- _課題内容_:
学会プログラムの本文に基づき、次の問いに答えてください。
1. このセッションの会場はどこですか。
2. 座長の宮本隆司の所属はどこですか。
3. 演題I-OR10-02で比較されている二つの薬剤は何ですか。

- _本文_:
Thu. Jun 27, 2019 2:50 PM - 3:40 PM 第5会場 (中ホールB)

座長:大崎 真樹(静岡県立こども病院 CCU)
座長:宮本 隆司(北里大学病院 心臓血管外科)

[I-OR10-02] 小児心臓手術後の難治性胸水に対するオクトレオチドと第XIII因子製剤のランダム化比較試験(中間報告)

八鍬 一貴, 森下 寛之, 武井 哲理, 吉竹 修一, 阿知和 郁也, 金子 幸裕 (国立成育医療研究センター 心臓血管外科)

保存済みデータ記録

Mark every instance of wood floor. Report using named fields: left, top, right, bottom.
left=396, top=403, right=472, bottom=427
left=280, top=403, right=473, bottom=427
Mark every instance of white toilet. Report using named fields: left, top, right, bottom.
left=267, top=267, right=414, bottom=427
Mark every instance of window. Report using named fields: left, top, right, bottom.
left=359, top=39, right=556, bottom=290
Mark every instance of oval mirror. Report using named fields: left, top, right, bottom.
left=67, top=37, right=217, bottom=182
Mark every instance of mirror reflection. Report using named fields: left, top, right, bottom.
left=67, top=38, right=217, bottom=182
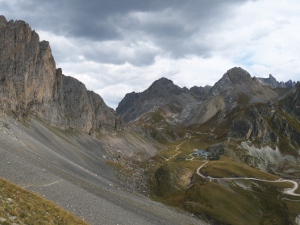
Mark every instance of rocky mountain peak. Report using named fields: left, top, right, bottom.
left=224, top=67, right=251, bottom=84
left=0, top=16, right=120, bottom=133
left=150, top=77, right=174, bottom=88
left=208, top=67, right=258, bottom=97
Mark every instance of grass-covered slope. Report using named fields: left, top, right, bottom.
left=0, top=179, right=87, bottom=225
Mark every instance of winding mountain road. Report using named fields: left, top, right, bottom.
left=197, top=161, right=300, bottom=196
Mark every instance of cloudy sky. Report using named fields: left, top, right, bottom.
left=0, top=0, right=300, bottom=108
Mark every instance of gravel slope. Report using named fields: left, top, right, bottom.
left=0, top=118, right=205, bottom=225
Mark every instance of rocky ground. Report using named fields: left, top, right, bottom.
left=0, top=118, right=204, bottom=225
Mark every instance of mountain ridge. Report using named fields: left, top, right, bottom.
left=0, top=16, right=121, bottom=134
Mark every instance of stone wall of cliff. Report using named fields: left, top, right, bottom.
left=0, top=16, right=121, bottom=133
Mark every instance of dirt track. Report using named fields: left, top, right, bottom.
left=0, top=120, right=205, bottom=225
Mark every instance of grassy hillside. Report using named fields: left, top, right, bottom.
left=0, top=179, right=87, bottom=225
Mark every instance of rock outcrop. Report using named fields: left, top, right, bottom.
left=0, top=16, right=121, bottom=133
left=117, top=78, right=198, bottom=122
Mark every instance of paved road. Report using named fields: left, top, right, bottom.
left=197, top=161, right=300, bottom=196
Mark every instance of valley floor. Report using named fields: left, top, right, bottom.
left=0, top=119, right=205, bottom=225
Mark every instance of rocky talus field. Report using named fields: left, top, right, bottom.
left=0, top=16, right=300, bottom=225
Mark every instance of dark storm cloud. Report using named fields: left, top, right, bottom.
left=1, top=0, right=246, bottom=66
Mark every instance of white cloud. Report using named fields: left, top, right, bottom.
left=6, top=0, right=300, bottom=108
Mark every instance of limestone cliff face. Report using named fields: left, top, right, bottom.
left=0, top=16, right=121, bottom=133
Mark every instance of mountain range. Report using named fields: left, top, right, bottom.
left=0, top=16, right=300, bottom=224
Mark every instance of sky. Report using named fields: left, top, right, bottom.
left=0, top=0, right=300, bottom=108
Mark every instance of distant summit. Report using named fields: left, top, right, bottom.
left=257, top=74, right=296, bottom=88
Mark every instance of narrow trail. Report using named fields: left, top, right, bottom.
left=23, top=180, right=62, bottom=188
left=197, top=161, right=300, bottom=196
left=165, top=134, right=191, bottom=161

- _本課題の解答_:
1. 第5会場(中ホールB)
2. 北里大学病院 心臓血管外科
3. オクトレオチドと第XIII因子製剤